A brigade of the army under the Eastern Theater Command and a department of the Navy carry out a multi-subject combat training in a sea area in Zhangzhou, Fujian province, China, Aug 27, 2022.

Naval mines could be a cheap but useful addition to Taiwan’s defenses.Experts have argued that for Taiwan to develop a “porcupine” strategy, and mines could be key. But they wouldn’t be a catch-all defense, and there are many difficulties to navigate when deploying mines.

Facing an aggressive China that is willing to use force to achieve the unification it has sought for decades, Taiwan needs strong strategies to deter, and if it comes to fighting, defend.

An element of that strong defense, experts argue, could be one of the cheapest naval tactics: sea mines. The under-the-water, hidden explosives could be key to derailing an amphibious assault and waging asymmetric warfare against China’s superior navy.

Experts say that naval mines could be very useful for stopping China’s People’s Liberation Army Navy or, at the very least, creating major headaches during an invasion.

“Strategically placed naval mines would allow Taiwan to leverage its natural geographic advantages to strengthen deterrence by denial and build a formidable defense in depth,” experts and analysts wrote in a post for War on the Rocks earlier this month.

“Exploiting Taiwan’s shallow waters and treacherous coastline, mines employed at different water depths and locations would offer Taiwan a low-cost and effective means to delay, disrupt, and degrade Chinese forces,” Jonathan Dorsey, Kelly Grieco, and Jennifer Kavanagh said.

Mines force Chinese ships to contend with the explosive threat before pushing forward. Vessels like minesweepers could be sent out to clear the mines, but that effort would take time and could delay and hinder China’s assault plans.

Mines wouldn’t solve all Taiwan’s problems, but as a part of a larger “porcupine” strategy, which US officials and experts have spoken to in the past, it could be quite effective.

_Provided records_:
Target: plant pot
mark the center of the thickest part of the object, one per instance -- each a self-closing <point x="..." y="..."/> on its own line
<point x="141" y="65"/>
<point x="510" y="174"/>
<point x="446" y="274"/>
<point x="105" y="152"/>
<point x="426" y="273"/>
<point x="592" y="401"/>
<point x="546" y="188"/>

_Exercises_:
1. Reproduce the passage of the article about naval mines and Taiwan's defense between "Facing an aggressive" and "China’s superior navy.", inclusive.
2. In the article about naval mines and Taiwan's defense, on what outlet did the experts and analysts publish their post about naval mines?
3. Extend the article about naval mines and Taiwan's defense, picking up after its final sentence.

_Expected responses_:
1.
Facing an aggressive China that is willing to use force to achieve the unification it has sought for decades, Taiwan needs strong strategies to deter, and if it comes to fighting, defend.

An element of that strong defense, experts argue, could be one of the cheapest naval tactics: sea mines. The under-the-water, hidden explosives could be key to derailing an amphibious assault and waging asymmetric warfare against China’s superior navy.

2. War on the Rocks

3.
The idea of a “porcupine” defense could include a “large number of small things,” meaning asymmetric platforms that, when mixed with high-cost joint force systems such as advanced fighter jets and drones, provide effective deterrence and defense.

In the event of a Chinese invasion of Taiwan, “the goal should be to provide critical time for more US firepower to be brought to bear, and to reduce the number of PLA forces that need to be either targeted en route or defeated at the water’s edge,” Scott Savitz, a RAND senior engineer, wrote last year. “Naval mines are such a capability, complementing various other weapons.”

An underwater mine is detonated in a demonstration during the major maritime maneuver “Northern Coasts 23” in the Baltic Sea off the coast of Latvia.

Sea mines have long been a useful way of denying enemy access to an area. As the three experts wrote in their War on the Rocks commentary, nine mines blocked French warships from the harbor of Tamsui in northern Taiwan in October 1884 during the Sino-French War.

They were commonly used in the World Wars and posed major threats to warships.

More recently, sea mines have seen heavy use in the Sea of Azov and the Black Sea during the war in the Ukraine, damaging and destroying ships and making the already dangerous waters even more precarious. Both Ukraine and Russia have used these weapons, which pose a risk not just to military operations but civilian commercial activities.

That speaks to larger problems naval mines pose. While they can be effective deterrence, they can also present a threat to their surrounding environment and civilians, and could be difficult to clear. They can also come loose in a storm or rough waters and drift long distances, leading to unexpected complications.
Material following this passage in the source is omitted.